What do the lines say from the one containing "Note to the class: identify the fork" to the end of the records? Restate them word for word, and only those.

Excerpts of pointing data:
-------
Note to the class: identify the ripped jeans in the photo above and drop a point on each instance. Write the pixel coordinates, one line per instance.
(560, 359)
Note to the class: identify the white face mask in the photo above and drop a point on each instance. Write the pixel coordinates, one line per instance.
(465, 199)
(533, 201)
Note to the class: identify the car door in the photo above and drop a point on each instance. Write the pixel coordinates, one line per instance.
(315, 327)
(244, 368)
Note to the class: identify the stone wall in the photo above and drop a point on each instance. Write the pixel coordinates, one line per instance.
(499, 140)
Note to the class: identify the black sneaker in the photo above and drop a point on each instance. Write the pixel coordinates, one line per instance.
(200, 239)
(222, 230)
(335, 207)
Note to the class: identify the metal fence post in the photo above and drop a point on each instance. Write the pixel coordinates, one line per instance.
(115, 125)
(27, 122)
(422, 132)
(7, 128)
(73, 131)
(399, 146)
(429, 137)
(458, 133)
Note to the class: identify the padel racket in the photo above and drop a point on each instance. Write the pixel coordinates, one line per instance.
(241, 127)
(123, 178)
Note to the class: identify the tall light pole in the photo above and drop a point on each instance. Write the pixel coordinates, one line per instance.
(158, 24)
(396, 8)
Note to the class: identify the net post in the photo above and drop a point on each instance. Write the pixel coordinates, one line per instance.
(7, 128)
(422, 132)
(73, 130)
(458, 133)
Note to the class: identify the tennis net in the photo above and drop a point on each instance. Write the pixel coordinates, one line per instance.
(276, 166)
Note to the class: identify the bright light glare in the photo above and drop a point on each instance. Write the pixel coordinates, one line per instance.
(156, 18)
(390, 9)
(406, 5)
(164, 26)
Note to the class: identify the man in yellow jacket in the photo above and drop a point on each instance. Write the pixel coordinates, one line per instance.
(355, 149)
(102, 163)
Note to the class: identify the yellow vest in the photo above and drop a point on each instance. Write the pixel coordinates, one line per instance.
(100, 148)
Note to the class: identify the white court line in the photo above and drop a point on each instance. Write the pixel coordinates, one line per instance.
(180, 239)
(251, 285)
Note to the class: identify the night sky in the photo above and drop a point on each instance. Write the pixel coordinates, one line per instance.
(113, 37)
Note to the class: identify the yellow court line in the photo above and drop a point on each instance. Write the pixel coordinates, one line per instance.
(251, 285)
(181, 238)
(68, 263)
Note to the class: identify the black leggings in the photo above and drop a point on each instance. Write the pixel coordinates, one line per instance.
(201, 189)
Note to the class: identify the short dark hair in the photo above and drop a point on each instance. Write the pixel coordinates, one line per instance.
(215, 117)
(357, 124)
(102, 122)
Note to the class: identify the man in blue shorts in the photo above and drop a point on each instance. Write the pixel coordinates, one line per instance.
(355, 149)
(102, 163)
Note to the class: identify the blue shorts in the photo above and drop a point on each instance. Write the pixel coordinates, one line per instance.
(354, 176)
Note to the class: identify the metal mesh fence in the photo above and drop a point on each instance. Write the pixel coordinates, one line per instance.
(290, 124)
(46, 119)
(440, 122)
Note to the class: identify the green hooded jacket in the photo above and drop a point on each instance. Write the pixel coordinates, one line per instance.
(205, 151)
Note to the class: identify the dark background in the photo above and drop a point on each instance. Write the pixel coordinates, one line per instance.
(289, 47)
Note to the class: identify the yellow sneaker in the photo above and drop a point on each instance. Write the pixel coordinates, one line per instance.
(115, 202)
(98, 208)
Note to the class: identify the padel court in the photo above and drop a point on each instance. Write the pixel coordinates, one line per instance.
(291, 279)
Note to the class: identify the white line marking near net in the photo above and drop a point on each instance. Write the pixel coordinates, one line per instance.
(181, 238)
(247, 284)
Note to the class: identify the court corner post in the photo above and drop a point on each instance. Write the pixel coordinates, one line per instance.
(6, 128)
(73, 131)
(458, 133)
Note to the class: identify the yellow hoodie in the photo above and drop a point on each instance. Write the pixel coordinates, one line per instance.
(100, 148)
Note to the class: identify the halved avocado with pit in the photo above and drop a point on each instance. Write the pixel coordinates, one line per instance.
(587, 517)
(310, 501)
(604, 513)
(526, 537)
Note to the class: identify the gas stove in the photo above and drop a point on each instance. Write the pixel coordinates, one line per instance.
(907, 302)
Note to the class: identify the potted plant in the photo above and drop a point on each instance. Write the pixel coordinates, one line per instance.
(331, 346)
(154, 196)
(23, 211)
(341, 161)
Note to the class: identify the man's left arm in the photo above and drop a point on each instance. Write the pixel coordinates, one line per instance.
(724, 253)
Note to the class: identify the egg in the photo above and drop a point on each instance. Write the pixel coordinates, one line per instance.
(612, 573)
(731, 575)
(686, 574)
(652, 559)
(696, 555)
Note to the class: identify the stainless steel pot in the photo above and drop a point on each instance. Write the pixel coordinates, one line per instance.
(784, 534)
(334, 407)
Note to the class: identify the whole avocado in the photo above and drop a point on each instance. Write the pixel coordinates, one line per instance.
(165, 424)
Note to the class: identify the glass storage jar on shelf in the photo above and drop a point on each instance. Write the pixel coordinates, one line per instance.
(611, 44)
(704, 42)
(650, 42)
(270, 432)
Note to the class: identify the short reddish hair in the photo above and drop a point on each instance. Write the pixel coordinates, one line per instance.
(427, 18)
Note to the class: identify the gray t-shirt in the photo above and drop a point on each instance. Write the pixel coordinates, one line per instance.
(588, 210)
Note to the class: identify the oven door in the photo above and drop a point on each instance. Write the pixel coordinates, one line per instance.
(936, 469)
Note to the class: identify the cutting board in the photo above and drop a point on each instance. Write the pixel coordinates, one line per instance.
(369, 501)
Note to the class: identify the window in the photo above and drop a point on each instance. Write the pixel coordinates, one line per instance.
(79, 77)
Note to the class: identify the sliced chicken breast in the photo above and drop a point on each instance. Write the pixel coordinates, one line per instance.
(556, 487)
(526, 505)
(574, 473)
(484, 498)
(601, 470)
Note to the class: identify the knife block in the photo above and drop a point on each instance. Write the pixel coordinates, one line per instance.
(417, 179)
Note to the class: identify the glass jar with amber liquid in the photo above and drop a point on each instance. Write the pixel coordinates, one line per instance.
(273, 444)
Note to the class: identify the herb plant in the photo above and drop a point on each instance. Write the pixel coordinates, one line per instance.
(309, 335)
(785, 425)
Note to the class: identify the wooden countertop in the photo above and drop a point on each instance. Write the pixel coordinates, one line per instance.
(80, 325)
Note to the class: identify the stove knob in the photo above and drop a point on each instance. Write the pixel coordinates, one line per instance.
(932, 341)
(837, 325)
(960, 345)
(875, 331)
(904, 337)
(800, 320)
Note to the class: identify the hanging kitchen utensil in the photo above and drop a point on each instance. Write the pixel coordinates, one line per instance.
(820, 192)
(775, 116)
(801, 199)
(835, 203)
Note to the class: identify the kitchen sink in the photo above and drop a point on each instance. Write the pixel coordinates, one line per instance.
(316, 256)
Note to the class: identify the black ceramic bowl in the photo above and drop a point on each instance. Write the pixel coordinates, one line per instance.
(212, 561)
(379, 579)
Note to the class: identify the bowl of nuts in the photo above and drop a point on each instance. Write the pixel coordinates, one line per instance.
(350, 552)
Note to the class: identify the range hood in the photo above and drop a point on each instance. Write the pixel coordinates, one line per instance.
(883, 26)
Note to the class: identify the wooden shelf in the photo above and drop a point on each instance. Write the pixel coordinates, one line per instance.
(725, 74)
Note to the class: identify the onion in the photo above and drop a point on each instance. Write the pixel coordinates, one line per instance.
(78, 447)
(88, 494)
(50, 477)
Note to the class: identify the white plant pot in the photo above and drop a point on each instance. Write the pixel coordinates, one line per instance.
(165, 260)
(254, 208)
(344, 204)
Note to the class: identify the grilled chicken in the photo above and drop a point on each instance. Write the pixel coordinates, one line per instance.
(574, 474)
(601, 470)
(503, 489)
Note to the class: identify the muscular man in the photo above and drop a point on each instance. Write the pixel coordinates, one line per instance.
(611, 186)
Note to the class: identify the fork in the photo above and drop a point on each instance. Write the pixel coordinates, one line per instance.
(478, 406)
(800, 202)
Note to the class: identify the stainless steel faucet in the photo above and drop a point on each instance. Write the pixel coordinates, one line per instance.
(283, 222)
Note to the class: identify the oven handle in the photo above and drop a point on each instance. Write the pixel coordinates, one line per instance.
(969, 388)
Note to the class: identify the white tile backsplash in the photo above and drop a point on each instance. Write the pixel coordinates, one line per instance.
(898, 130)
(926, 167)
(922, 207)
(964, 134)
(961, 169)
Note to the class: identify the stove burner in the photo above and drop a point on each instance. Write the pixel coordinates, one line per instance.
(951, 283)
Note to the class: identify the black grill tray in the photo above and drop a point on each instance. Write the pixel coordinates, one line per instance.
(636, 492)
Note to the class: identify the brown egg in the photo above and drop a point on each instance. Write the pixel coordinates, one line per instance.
-------
▶ Correct output:
Note to the class: identify the fork in the photo above and drop a point on each instance. Write the pixel coordinates, one line per instance.
(478, 406)
(800, 202)
Note to the class: identify the stainless steel faucet in the photo above and drop a point on each instance. Write the pixel coordinates, one line per instance.
(283, 222)
Note to the class: identify the oven handle in the photo above and drop a point on each instance. Write the pixel coordinates, one line per instance.
(969, 388)
Note to the class: identify the white tile backsplash in the photo above and drop a point on each instance. Write the pixel coordinates, one line per instance.
(898, 130)
(926, 167)
(922, 207)
(964, 134)
(961, 169)
Note to the class: identify the stove burner in the photo above and drop a point on each instance. Write the pixel coordinates, one line per instance.
(951, 283)
Note to the class: identify the black grill tray in the photo above and drop a point on each instance. Write the pixel coordinates, one line per instance.
(636, 492)
Note to the class: identify the brown egg in the photo above and drop a point on each instance. Write the pixel coordinates, one line per instance.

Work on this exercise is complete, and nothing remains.